Tekstfragment ▸
------------------------------------------------
(a) Nummer van de kaart
(b) Afbeelding
(c) Hoofdkleur van de kaart
(d) Geassocieerde kleuren |
|
Iedereen kiest een willekeurige kaart uit de stapel. Diegene met de kaart met het hoogste nummer
begint. Daarna wordt er met de klok mee gespeeld. De stapel wordt dooreen geschud en in twee verdeeld.
De eerste helft wordt op de tafel gelegd met de
bovenkant naar boven. Dat is de gemeenschappelijke stapel. De andere helft wordt gelijk verdeeld onder alle spelers. Overtollige kaarten worden op de
gemeenschappelijke stapel gelegd. Elke speler legt zijn stapel voor zich, met de bovenkant van de kaart naar boven, zonder de kaarten te bekijken.
De eerste speler neemt dan de eerste kaart van zijn stapel en brengt die in het spel. Hij moet heel beknopt een verhaal vertellen op basis van de
getoonde afbeelding. Opgelet! Het is de bedoeling een verhaaltje uit te vinden en niet de afbeelding te beschrijven! Daarna is het aan de tweede speler. Hij neemt een kaart uit zijn stapel. Als zijn hoofdkleur overeenstemt met de hoofdkleur of met de twee geassocieerde kleuren (de twee rondjes, zie pagina 2) van de vorige kaart, dan mag hij zijn kaart in het spel brengen. Anders moet hij de bovenste kaart van de gemeenschappelijke stapel nemen.
Dan zijn er twee mogelijkheden:
- Ofwel komt de hoofdkleur van de kaart overeen. Hij legt zijn nieuwe kaart dan op de vorige kaart en mag het verhaaltje verder vertellen, waarbij hij zich inspireert op de afbeelding van zijn eigen kaart. Hij houdt zijn eerste kaart dan in de hand.
- Ofwel stemt de hoofdkleur van de getrokken kaart niet overeen met de kleur van de kaart op tafel, noch met de geassocieerde kleuren. Hij houdt zijn twee kaarten dan in de hand en slaat zijn beurt over.
Daarna is het aan de volgende speler, enzovoort.
------------------------------------------------
Opdrachten ▸
1 > Noem alle onderdelen van een kaart die bovenaan de spelregels met een letter worden aangeduid.
2 > Welke speler begint volgens de spelregels?
3 > Zeg van elke bewering of ze klopt met de spelregels: (a) Overtollige kaarten gaan naar de gemeenschappelijke stapel. (b) Er wordt tegen de klok in gespeeld. (c) De eerste speler moet de afbeelding op zijn kaart beschrijven.

Gegevensregels ▸
------------------------------------------------
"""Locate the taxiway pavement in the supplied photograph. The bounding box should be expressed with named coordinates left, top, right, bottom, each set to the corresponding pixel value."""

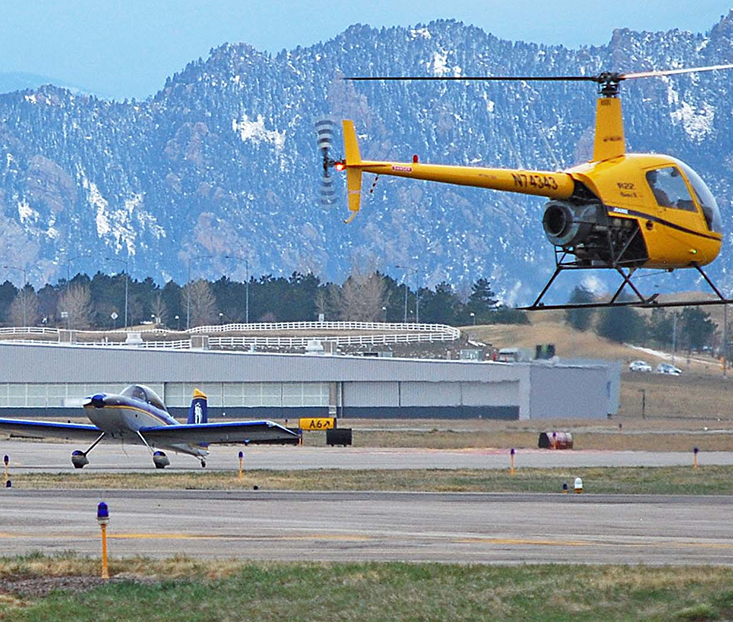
------------------------------------------------
Antwoorden ▸
1 > Nummer van de kaart, afbeelding, hoofdkleur van de kaart, geassocieerde kleuren

2 > De speler met de kaart met het hoogste nummer.

3 >
(a) Ja: "Overtollige kaarten worden op de gemeenschappelijke stapel gelegd."
(b) Nee: "Daarna wordt er met de klok mee gespeeld."
(c) Nee: "Het is de bedoeling een verhaaltje uit te vinden en niet de afbeelding te beschrijven!"